COMPLETE THE FOLLOWING |
a – Can you reproduce the stretch of the essay on the Church of Artificial Intelligence from "Although the machine-as-god" through "Hugo de Garis.", word for word?
b – Answer these questions from the essay on the Church of Artificial Intelligence:
(i) What is the name of the religion Anthony Levandowski started?
(ii) In what year did Jacques Ellul publish The Technological Society?
(iii) What name does Yuval Harari give to the belief in the power of data and the promise of AI?
c – Could you write the next part of the essay on the Church of Artificial Intelligence, picking up after its final paragraph?

TEXT SHOWN |
= = = = =
The Church of Artificial Intelligence: A Religion in Need of a Responsible Theology
The Birth of a New Religion
A decade ago, the prospect of a religion that worships Artificial Intelligence would have seemed absurd, a fringe delusion both socially unacceptable and technologically improbable. In the last several years, however, advances in machine learning, robotics, cognitive science, genetic editing, and other fields have given rise to the belief that the destiny of our species will be determined by technology—whether it saves us or destroys us.
Although the machine-as-god theme has appeared in science fiction as far back as far back as Isaac Asimov’s short stories “The Last Question” and “Reason,” and more recently in films like The Matrix and iRobot, the divinization of AI is no longer merely a fancy of fiction. It has become a mainstream metaphor, as evidenced by the growing number of scientists who openly describe technological progress in religious terms, including Hans Peter Moravec, Allen Newell, Ray Kurzweil, and Hugo de Garis.
But this drive to replace the old gods and old religions with the new ones of science and technology doesn’t stop at metaphor. As readers of this post likely know, Anthony Levandowski, the autonomous vehicle pioneer formerly of Google and Uber, recently started his own IRS-approved religion, Way of the Future, dedicated to the worship of Artificial Intelligence. “We believe the creation of ‘super intelligence’ is inevitable,” says the religion’s creed, which at parts takes on a foreboding, almost threatening tone. “We want to encourage machines to do things we cannot and take care of the planet in a way we seem not to be able to do so ourselves…We should not fear this but should be optimistic about the potential…We believe it may be important for machines to see who is friendly to their cause and who is not. We plan on doing so by keeping track of who has done what (and for how long) to help the peaceful and respectful transition.”
The emergence of this techno-religious sentiment was predicted by noted 20th century philosopher Jacques Ellul, who in his 1954 work The Technological Society wrote that in the face of technological progress, “man creates for himself a new religion of a rational and technical order to justify his work and be justified by it.” This trend has also been discussed more recently in Hebrew University of Jerusalem historian Yuval Harari’s book Homo Deus: A Brief History of Tomorrow, which characterizes the belief in the power of data and the promise of AI as a religious movement that Harari calls Dataism. “Just as divine authority was legitimised by religious mythologies,” he writes, “…so high-tech gurus and Silicon Valley prophets are creating a new universal narrative that legitimises the authority of algorithms and Big Data.”
= = = = =
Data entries
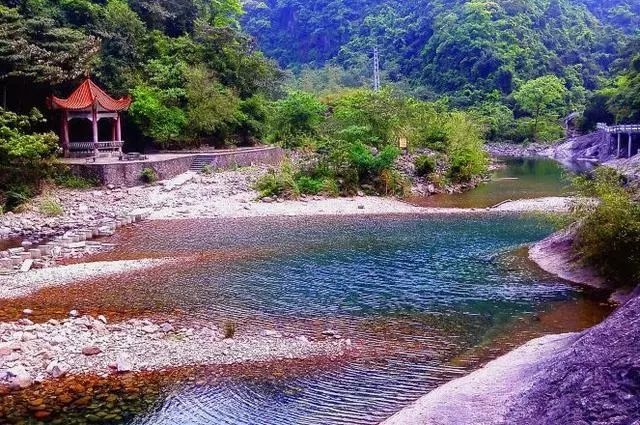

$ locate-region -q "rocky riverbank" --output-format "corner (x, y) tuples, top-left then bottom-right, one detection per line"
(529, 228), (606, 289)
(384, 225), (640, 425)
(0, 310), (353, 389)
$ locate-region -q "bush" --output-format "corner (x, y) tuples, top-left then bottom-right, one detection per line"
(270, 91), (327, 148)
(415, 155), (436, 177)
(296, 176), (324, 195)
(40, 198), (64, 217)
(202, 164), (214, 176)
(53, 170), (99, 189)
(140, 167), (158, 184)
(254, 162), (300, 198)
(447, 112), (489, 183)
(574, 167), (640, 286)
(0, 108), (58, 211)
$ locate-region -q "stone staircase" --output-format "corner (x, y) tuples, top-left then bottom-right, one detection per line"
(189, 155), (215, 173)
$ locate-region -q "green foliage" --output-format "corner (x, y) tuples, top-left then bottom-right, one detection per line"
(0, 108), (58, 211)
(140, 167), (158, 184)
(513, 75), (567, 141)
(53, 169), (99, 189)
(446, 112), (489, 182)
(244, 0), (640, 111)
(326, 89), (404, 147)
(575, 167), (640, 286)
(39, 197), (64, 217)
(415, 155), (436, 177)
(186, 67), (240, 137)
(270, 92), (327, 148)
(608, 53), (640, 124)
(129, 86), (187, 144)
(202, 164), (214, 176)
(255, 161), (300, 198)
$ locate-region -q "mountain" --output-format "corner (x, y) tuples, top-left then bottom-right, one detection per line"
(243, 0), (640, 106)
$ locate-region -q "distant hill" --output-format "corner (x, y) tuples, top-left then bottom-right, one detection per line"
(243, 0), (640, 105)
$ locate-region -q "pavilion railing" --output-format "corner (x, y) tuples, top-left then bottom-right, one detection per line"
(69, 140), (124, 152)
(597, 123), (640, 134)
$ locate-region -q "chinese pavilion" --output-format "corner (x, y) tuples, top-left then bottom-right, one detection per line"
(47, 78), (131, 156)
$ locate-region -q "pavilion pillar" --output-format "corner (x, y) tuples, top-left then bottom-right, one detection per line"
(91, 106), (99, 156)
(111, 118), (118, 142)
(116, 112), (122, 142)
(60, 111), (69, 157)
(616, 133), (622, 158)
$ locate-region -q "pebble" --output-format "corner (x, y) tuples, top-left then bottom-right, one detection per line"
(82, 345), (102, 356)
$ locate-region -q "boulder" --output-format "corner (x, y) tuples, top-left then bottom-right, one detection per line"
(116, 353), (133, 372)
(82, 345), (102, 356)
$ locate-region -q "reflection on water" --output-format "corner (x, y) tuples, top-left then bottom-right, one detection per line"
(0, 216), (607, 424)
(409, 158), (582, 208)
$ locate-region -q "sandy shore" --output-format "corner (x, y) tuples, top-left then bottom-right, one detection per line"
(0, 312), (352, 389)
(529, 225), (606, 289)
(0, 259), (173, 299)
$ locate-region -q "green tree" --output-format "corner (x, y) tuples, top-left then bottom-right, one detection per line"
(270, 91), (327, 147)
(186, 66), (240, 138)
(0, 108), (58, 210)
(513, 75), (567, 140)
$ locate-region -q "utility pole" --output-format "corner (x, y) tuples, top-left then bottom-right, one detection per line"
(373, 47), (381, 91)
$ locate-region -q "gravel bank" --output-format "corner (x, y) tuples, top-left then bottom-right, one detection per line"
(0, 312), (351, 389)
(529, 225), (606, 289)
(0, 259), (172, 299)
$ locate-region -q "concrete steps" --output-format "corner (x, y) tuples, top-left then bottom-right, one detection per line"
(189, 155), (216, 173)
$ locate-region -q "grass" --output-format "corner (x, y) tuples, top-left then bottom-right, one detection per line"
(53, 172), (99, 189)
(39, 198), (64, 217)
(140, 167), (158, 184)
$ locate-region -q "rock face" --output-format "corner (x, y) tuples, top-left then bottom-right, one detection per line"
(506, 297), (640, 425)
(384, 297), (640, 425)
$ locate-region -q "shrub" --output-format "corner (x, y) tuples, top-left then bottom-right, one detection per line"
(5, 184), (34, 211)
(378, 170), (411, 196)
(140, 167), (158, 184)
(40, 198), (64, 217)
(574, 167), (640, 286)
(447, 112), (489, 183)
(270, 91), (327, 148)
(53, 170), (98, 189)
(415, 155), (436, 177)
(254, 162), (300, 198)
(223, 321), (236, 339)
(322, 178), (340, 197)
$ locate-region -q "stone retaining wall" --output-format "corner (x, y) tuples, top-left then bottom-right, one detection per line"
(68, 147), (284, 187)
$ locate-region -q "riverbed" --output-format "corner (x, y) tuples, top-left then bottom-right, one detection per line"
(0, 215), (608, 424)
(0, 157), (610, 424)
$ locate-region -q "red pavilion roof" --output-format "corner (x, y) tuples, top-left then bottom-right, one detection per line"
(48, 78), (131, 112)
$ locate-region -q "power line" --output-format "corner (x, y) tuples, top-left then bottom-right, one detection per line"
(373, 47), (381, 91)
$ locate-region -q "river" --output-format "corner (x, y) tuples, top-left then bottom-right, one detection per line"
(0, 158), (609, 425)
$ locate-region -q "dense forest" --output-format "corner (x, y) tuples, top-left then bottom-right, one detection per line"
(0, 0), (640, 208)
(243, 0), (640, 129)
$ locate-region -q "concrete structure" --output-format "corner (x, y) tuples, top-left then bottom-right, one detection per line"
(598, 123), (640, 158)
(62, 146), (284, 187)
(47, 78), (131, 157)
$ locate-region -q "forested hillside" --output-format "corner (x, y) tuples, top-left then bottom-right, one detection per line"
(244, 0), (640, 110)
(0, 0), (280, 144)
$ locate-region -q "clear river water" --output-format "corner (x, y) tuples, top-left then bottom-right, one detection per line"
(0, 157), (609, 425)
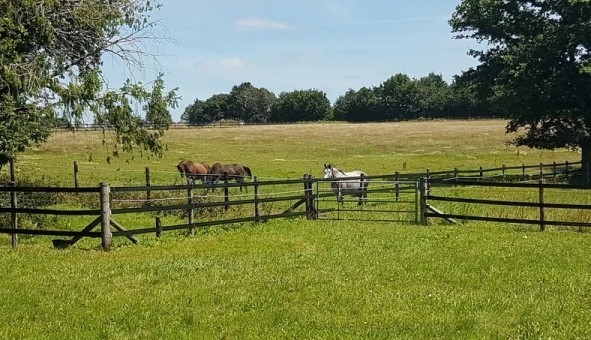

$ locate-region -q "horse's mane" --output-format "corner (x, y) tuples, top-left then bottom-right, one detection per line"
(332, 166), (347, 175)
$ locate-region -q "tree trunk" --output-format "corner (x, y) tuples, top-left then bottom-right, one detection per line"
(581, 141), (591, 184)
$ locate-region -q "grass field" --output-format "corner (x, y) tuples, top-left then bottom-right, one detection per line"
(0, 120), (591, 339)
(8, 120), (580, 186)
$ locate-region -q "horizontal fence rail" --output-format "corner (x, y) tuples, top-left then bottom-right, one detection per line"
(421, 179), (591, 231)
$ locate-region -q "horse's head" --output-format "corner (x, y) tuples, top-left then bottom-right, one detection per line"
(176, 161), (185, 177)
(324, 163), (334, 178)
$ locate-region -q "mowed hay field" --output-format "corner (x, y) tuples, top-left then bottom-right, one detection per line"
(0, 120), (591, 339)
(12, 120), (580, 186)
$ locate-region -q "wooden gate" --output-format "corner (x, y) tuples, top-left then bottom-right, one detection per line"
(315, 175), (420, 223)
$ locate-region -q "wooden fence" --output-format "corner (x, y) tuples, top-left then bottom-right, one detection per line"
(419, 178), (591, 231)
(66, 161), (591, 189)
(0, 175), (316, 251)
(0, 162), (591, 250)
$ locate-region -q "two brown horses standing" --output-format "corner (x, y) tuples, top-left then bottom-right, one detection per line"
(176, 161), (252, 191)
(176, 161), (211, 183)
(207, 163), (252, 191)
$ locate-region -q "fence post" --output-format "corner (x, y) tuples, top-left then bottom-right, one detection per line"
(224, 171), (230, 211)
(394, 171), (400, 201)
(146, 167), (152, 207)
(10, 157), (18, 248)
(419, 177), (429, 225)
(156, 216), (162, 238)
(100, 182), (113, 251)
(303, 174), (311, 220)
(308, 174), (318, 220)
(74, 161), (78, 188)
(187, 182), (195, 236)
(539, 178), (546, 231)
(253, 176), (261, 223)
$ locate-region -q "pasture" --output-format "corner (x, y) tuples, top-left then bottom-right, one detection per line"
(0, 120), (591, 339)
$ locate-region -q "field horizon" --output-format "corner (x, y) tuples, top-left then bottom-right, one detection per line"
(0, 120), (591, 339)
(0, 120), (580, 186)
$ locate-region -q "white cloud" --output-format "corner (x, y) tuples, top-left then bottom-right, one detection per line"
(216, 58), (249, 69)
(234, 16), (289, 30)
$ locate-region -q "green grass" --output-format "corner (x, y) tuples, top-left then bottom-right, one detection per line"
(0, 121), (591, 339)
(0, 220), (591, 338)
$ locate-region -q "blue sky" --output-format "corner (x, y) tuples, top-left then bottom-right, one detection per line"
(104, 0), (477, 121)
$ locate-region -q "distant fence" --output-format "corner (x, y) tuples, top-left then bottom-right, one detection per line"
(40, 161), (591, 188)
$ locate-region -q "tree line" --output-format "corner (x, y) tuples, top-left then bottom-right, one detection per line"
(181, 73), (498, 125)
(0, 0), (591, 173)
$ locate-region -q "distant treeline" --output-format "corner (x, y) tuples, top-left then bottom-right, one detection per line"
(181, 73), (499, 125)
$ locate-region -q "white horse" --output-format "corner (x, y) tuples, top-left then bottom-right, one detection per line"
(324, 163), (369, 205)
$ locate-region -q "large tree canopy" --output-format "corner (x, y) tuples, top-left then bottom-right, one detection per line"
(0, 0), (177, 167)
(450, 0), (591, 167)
= = = = =
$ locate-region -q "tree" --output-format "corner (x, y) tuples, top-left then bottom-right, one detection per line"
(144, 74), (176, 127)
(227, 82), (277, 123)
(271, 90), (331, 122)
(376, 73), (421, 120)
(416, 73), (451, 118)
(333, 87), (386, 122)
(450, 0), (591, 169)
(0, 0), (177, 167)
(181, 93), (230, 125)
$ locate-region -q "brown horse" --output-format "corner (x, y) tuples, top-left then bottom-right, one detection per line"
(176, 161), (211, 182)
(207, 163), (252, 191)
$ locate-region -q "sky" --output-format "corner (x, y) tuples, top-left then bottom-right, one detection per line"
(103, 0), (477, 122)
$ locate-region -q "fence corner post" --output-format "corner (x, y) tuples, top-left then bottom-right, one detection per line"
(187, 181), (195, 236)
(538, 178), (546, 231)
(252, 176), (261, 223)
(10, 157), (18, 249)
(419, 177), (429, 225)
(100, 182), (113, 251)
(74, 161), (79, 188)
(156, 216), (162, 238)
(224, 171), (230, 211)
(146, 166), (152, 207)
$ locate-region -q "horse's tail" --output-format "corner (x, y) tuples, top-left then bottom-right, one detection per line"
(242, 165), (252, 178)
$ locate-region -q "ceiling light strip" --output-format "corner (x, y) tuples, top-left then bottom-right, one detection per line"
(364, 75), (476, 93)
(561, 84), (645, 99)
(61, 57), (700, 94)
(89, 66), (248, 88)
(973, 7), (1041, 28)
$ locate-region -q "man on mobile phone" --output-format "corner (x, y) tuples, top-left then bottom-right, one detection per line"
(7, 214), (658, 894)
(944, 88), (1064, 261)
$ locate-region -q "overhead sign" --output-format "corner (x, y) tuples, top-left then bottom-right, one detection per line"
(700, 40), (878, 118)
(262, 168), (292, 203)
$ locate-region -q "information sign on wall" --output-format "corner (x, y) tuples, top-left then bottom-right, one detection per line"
= = = = =
ANSWERS TO THE PROBLEMS |
a –
Although the machine-as-god theme has appeared in science fiction as far back as far back as Isaac Asimov’s short stories “The Last Question” and “Reason,” and more recently in films like The Matrix and iRobot, the divinization of AI is no longer merely a fancy of fiction. It has become a mainstream metaphor, as evidenced by the growing number of scientists who openly describe technological progress in religious terms, including Hans Peter Moravec, Allen Newell, Ray Kurzweil, and Hugo de Garis.

b –
(i) Way of the Future
(ii) 1954
(iii) Dataism

c –
From Artificial Intelligence to Whole Brain Emulation, advanced technologies are increasingly being heralded as miracles—signs and wonders that are more palpable than those claimed by any religion. Indeed, as science fiction author Arthur C. Clarke famously observed in 1973, “any sufficiently advanced technology is indistinguishable from magic.” People today believe in this magic — and because they believe in it, they believe that it is technology, not god or gods, that will deliver or destroy humankind and bring order or chaos to the cosmos.
Building a Theology From Scratch
For the most part, the growing techno-religious sentiment is just that: sentiment—a feeling or intuition largely predicated on the similarities between the promises of technology and the promises of religion. The creation of Levandowski’s Way of the Future church, however, marks the evolution of this sentiment from a marginal movement to an institutionalized belief system. While this is an undeniably large and significant leap, it’s impact is hindered and minimized by the lack of a robust, formal theology.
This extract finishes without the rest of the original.